Activity
Reproduce exactly the line that includes "Target: hockey stick on floor" and all lines after it, ending with the last line of the data.

Records
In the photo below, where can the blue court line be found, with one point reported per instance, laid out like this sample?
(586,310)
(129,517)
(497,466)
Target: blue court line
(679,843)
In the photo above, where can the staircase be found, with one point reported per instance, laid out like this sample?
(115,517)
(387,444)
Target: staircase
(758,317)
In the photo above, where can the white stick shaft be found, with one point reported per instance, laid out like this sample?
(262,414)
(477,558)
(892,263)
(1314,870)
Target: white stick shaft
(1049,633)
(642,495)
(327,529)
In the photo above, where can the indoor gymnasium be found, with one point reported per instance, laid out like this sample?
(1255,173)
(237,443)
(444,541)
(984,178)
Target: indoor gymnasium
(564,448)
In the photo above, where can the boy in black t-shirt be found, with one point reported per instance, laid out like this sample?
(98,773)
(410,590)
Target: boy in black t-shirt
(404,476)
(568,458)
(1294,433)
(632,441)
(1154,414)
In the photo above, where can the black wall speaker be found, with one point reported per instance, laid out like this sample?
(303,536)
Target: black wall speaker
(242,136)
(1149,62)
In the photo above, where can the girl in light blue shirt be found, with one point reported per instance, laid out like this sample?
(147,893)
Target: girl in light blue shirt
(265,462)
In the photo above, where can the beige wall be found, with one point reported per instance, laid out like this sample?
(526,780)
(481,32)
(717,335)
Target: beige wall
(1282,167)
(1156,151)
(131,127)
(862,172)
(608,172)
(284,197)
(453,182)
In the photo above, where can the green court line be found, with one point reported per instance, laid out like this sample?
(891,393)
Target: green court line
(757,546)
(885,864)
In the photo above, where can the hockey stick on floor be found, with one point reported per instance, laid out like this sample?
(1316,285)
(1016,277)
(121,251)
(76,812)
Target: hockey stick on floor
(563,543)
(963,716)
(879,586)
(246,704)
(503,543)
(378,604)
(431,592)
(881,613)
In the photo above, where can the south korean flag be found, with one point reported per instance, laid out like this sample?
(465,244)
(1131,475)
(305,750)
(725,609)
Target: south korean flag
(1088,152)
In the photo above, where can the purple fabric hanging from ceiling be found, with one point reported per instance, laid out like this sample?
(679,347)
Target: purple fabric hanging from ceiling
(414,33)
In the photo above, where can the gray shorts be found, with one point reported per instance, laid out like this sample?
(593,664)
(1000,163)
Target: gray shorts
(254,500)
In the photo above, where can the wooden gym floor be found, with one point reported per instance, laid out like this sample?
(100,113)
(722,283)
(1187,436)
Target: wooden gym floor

Response box
Target: hockey stick on floor
(563,543)
(963,716)
(879,586)
(246,704)
(503,543)
(378,604)
(431,592)
(881,613)
In the photo above, where can the south korean flag be found, with one point reported per instance, laid out like this sample?
(465,244)
(1131,475)
(305,750)
(725,609)
Target: south korean flag
(1088,152)
In the photo above, where can the purple fabric hanging from ceiling be found, with one point reported per instance, laid out like this sample?
(679,347)
Target: purple fabric hanging from ceiling
(414,33)
In the photo above, where can the gray shorts be found, with one point reported per instance, laid out like this sample?
(593,664)
(1000,163)
Target: gray shorts
(254,500)
In the photo above, where can the wooden gym floor be found, with one point reported per instance, laid out like this sample?
(100,113)
(722,283)
(1187,436)
Target: wooden gym floor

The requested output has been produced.